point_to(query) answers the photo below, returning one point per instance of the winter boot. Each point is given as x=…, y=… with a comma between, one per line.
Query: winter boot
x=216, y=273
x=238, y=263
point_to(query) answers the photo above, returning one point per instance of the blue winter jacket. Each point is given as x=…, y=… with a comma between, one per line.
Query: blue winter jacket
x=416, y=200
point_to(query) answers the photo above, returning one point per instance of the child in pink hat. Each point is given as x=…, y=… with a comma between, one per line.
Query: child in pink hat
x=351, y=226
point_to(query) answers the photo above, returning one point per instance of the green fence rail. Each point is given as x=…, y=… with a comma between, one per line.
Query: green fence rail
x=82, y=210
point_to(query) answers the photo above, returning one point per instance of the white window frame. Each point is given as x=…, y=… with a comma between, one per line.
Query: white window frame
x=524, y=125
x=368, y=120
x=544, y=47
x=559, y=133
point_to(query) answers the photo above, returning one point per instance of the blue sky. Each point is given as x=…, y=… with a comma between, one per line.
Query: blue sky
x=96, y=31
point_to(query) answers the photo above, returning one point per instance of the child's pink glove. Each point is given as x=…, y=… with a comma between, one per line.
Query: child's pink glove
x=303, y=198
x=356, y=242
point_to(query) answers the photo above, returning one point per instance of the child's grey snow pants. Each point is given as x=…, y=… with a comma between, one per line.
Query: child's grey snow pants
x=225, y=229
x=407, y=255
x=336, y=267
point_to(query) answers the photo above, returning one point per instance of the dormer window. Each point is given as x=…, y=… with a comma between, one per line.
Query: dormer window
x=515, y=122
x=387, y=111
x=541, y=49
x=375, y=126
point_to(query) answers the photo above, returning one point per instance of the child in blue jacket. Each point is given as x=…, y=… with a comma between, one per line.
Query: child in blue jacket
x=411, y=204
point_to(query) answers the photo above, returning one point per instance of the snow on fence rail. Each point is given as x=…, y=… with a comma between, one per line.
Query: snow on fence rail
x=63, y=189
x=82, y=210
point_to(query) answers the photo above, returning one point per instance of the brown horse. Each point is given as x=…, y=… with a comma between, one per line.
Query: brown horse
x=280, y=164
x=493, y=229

WORK TO BE COMPLETED
Make a verbatim copy of every entry shown above.

WRITTEN SOLUTION
point_to(query) answers the photo below, returning one point per instance of the winter boot. Each point is given as x=…, y=… with a comma between, one per line.
Query: winter boot
x=216, y=273
x=238, y=263
point_to(query) answers the photo above, returning one point per instance of the blue winter jacket. Each point is given as x=…, y=… with a comma between, one per line.
Query: blue winter jacket
x=416, y=200
point_to(query) answers the photo above, returning one point per instance of the child in pink hat. Each point is given as x=…, y=… with a comma between, one per line.
Query: child in pink hat
x=351, y=226
point_to(query) answers the photo above, returning one point per instance of the green fence rail. Each point is given as x=…, y=… with a comma between, one per line.
Query: green fence rail
x=82, y=210
point_to(query) answers the photo above, returning one point per instance of the white window frame. Each point is given as x=…, y=… with a comma between, one per line.
Query: white window frame
x=524, y=125
x=368, y=120
x=544, y=47
x=559, y=133
point_to(query) answers the photo above, returning one point per instance of the blue sky. Each point is given as x=…, y=… with a comma between, one per line.
Query: blue sky
x=96, y=31
point_to(query) answers the photo above, returning one point per instance of the child's pink glove. Each point is given as x=…, y=… with a comma between, one per line.
Query: child's pink glove
x=303, y=198
x=356, y=242
point_to(query) answers the photo above, returning one point per instance of the child's grey snow pants. Each point is given as x=…, y=… with a comma between, one per line.
Query: child's grey snow pants
x=225, y=229
x=407, y=255
x=336, y=267
point_to(query) answers the photo above, returning one point per instance of the dormer window. Each point is given as x=…, y=… with a comma between, one per line.
Query: dormer window
x=515, y=122
x=387, y=111
x=541, y=49
x=375, y=126
point_to(query) answers the photo above, returning one point per instance of the child in blue jacket. Each point is given as x=…, y=… with a comma between, one per line.
Query: child in blue jacket
x=411, y=204
point_to(query) answers the photo above, returning one point per instance of the snow on fence rail. Each point is given as x=…, y=… with a comma between, one per line.
Query: snow on fence rail
x=63, y=189
x=82, y=210
point_to(query) answers the photo above, returning one point per instance of the brown horse. Each point is given as x=…, y=… with a comma between, one per line.
Query: brown horse
x=280, y=164
x=493, y=229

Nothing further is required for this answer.